_Document section_
Meanwhile the men’s leaders are playing the masters’ game very well. The Union Castle and the Royal Mail lines had arranged for ships to take the plutocratic parasites to see the Naval review at Spithead. According to the Manchester Guardian of June 22, “In the morning Mr. Havelock Wilson stated in an interview that he was going to send a telegram to the owners of the Coronation ships that the Union were willing to enter into negotiations to supply crews, without any regard to other matters under dispute, in order that the coronation guests might not be inconvenienced.”

This is the strain that might be expected from a man who, in the contest in which the Labour, Liberal, and Tory parties were represented, shocked the Labourites by supporting the Liberal, who was a well known South Wales shipowner (Mr. S. H. Radcliffe).

The Union leaders are advising the men to accept terms which mean a miserable struggle to exist in the future as in the past. “Now I find,” says Havelock Wilson, “that in one or two instances where companies have recognised the Union and I have ordered a compromise, there has been reluctance to carry out my instructions.”

Mr. Wilson is far more anxious for the recognition, of the Union, in other words of the leaders, than for securing the workers a better position. He wants to become a power, and if any workman fails to do his bidding—he threatens to resign.

In the manifesto quoted above Mr. Wilson says also :

“Before war was declared a conference of the representatives of the seamen was held, and after discussing the whole of our policy it was unanimously decided that I should have full and absolute control of the movement right through the United Kingdom, with full power to modify terms and insist upon higher ones, just as the movement presented itself to me.”

_Goal 1_
Output as a numbered list, skipping blank lines, the records from the line containing "indicate the white ruffled" through the final line of the records, inclusive.
The passage above and the records that come after it have separate, unrelated origins.

[Image location labeling entries]
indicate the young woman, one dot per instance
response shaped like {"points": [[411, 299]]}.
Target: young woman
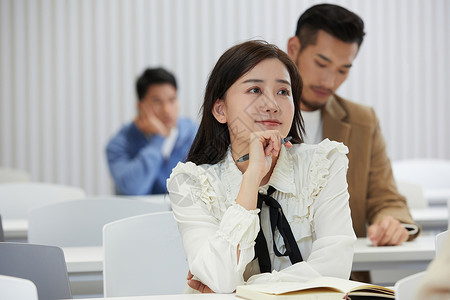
{"points": [[281, 215]]}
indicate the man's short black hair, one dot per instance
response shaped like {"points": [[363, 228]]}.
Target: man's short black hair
{"points": [[334, 20], [153, 76]]}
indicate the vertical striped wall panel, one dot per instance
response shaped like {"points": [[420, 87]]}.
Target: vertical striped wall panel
{"points": [[68, 69]]}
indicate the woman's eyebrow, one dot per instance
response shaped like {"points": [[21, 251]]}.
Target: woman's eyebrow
{"points": [[260, 80]]}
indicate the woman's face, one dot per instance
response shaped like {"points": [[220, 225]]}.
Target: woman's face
{"points": [[259, 100]]}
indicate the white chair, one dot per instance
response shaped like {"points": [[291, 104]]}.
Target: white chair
{"points": [[79, 222], [17, 288], [413, 193], [44, 265], [429, 173], [13, 175], [143, 255], [17, 199], [405, 289], [440, 240]]}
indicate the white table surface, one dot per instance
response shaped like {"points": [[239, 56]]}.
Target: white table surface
{"points": [[437, 196], [431, 218], [410, 255], [15, 229], [434, 217], [177, 297], [367, 257]]}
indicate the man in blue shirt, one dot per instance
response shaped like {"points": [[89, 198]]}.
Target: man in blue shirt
{"points": [[142, 155]]}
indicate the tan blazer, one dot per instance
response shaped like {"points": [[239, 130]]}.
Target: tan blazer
{"points": [[371, 185]]}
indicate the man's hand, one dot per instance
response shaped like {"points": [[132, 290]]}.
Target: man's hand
{"points": [[149, 123], [197, 285], [387, 232]]}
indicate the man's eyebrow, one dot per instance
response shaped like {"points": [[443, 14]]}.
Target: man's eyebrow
{"points": [[348, 66]]}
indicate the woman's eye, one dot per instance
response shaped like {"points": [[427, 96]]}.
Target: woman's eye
{"points": [[284, 92], [320, 65], [255, 91]]}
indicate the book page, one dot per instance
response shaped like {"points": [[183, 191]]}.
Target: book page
{"points": [[338, 284]]}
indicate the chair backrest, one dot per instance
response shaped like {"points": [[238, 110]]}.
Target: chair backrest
{"points": [[429, 173], [17, 199], [13, 175], [80, 222], [143, 255], [413, 193], [45, 266], [17, 288], [440, 240], [2, 233], [405, 289]]}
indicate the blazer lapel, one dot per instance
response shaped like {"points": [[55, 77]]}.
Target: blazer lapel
{"points": [[334, 125]]}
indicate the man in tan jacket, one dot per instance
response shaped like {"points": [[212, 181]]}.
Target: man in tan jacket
{"points": [[326, 42]]}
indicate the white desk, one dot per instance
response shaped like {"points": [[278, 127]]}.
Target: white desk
{"points": [[16, 230], [85, 264], [432, 218], [437, 196], [411, 255], [178, 297]]}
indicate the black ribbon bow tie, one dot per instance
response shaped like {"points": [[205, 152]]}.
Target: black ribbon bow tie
{"points": [[279, 221]]}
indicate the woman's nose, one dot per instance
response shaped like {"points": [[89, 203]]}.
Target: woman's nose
{"points": [[269, 104]]}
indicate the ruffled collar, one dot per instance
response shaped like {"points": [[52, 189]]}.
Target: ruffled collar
{"points": [[282, 178]]}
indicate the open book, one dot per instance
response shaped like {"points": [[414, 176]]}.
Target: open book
{"points": [[317, 288]]}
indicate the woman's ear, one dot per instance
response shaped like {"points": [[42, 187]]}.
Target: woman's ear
{"points": [[293, 47], [218, 111]]}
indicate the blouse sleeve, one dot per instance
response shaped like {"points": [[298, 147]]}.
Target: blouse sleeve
{"points": [[211, 242], [333, 235]]}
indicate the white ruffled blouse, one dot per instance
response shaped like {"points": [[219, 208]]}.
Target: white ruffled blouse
{"points": [[311, 187]]}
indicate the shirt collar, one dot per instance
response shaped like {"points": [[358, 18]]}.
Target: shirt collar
{"points": [[282, 178]]}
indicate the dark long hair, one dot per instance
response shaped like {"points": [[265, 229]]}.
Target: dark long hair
{"points": [[212, 140]]}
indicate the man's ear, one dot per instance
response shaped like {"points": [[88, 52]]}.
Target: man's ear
{"points": [[293, 47], [218, 111]]}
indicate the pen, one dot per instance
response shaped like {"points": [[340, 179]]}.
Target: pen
{"points": [[245, 157]]}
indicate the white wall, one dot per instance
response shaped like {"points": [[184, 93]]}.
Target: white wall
{"points": [[68, 70]]}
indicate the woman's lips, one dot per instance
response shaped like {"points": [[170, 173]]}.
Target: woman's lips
{"points": [[269, 122], [321, 92]]}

_Goal 2_
In the passage on the seamen's union leaders, condense the paragraph beginning "Mr. Wilson is far more anxious" into a shorter version that keeps its main points.

_Correct response 1_
1. indicate the white ruffled blouse, one dot per instance
2. response shaped like {"points": [[219, 208]]}.
3. Target: white ruffled blouse
4. {"points": [[311, 187]]}
5. indicate the shirt collar, one dot per instance
6. response shaped like {"points": [[358, 18]]}.
7. Target: shirt collar
8. {"points": [[282, 178]]}
9. indicate the dark long hair, one dot per instance
10. response shaped like {"points": [[265, 229]]}.
11. Target: dark long hair
12. {"points": [[212, 140]]}
13. indicate the man's ear, one dot per instance
14. response shaped like {"points": [[88, 52]]}.
15. Target: man's ear
16. {"points": [[293, 47], [218, 111]]}
17. indicate the pen, one dot per instance
18. response shaped like {"points": [[340, 179]]}.
19. Target: pen
20. {"points": [[245, 157]]}
21. indicate the white wall, one dot per instance
22. response shaped like {"points": [[184, 93]]}.
23. Target: white wall
24. {"points": [[68, 70]]}
25. indicate the woman's lips, one dot per instance
26. response shaped like {"points": [[170, 173]]}.
27. Target: woman's lips
28. {"points": [[269, 122], [321, 92]]}

_Correct response 2_
Mr. Wilson cares more about recognition of the Union, meaning its leaders, than about improving the workers' position. He wants power, and he threatens to resign if any workman disobeys him.